• To do: Return all the entries word for word.

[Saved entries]
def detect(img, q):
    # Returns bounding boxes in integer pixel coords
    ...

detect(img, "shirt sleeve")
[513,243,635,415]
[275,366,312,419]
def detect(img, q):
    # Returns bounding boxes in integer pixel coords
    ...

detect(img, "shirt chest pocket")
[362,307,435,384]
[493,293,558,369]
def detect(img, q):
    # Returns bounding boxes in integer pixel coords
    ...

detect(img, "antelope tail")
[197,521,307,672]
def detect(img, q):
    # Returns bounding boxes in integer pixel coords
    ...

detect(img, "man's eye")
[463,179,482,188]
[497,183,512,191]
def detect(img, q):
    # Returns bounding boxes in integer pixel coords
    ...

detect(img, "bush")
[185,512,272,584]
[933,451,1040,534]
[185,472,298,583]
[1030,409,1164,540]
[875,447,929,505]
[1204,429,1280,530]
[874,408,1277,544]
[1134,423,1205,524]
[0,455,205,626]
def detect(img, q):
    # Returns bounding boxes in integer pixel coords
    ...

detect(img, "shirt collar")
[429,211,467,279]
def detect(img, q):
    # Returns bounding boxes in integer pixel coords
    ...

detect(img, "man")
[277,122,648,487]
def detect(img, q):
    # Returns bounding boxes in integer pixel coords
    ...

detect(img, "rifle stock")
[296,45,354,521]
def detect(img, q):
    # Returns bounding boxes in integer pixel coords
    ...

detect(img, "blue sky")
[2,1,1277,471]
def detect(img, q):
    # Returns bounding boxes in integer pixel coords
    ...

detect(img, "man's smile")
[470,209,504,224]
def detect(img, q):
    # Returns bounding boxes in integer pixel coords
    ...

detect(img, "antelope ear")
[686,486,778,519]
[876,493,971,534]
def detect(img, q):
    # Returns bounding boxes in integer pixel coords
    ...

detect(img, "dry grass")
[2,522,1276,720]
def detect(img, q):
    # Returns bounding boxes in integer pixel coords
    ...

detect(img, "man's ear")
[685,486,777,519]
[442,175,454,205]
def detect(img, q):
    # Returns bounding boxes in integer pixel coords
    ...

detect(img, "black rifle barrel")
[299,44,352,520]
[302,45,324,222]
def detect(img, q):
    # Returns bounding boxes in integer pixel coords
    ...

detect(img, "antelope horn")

• Output below:
def detect(img, q):
    # Returns bounding boxes in integer pixel coords
    ...

detect(img, "shirt sleeve")
[513,243,635,415]
[275,366,312,419]
def detect(img, q):
    # Returns bounding boxes in integer pixel coords
    ...

detect(img, "shirt chest pocket")
[362,307,435,384]
[493,293,558,369]
def detect(img, q):
    # Returns bounding boxes in integer pixel coords
    ...

detect(img, "antelope tail")
[197,521,307,672]
def detect(img, q):
    # Returns bounding boxes in integer pixel coords
    ...

detect(img, "man's eye")
[463,179,482,188]
[497,183,512,191]
def detect(img, q):
    # Returns bounding boxes in integer pixel coords
    ...

detect(img, "bush")
[185,512,272,584]
[933,451,1040,534]
[185,472,298,583]
[1030,409,1164,540]
[875,447,929,505]
[1204,429,1280,530]
[874,408,1277,544]
[1134,423,1205,524]
[0,455,205,626]
def detect(img, q):
    # Returns bounding boxes in integer pixel coords
    ...

detect(img, "shirt collar")
[429,211,467,279]
def detect(img, q):
    # Returns bounding boxes in integer pixel coords
    ...

detect(img, "man")
[277,122,648,487]
def detect(img, q):
    # Returns bounding boxes in integer pixel coords
    ...

detect(img, "rifle stock")
[296,45,354,521]
def detect(img, q):
    # Returns bounding boxes in integer pixel coords
    ...

detect(img, "blue sky")
[2,1,1277,471]
def detect(img, q):
    # Returns bounding boxes in integer pixel coords
    ...

detect(img, "man's smile")
[470,209,504,224]
def detect(img, q):
    # Returns bounding boxes in integer pixel coords
    ...

detect(img, "antelope ear")
[686,486,778,519]
[876,493,971,534]
def detect(img, q):
    # Returns bounding boxes in integer pixel coords
    ...

detect(img, "dry grass")
[2,522,1276,720]
def detect(img, q):
    # Returns bounding boxes in integer pixel coords
    ...

detect(img, "man's ear")
[685,486,777,519]
[442,175,454,205]
def detect(img, q):
    # Returns bounding boxes in integer pixel coords
    ...

detect(img, "black rifle barrel")
[299,44,352,520]
[302,45,324,222]
def detect(img, q):
    # Returns bounding boxes in integer pixel coords
    ...

detect(img, "antelope horn")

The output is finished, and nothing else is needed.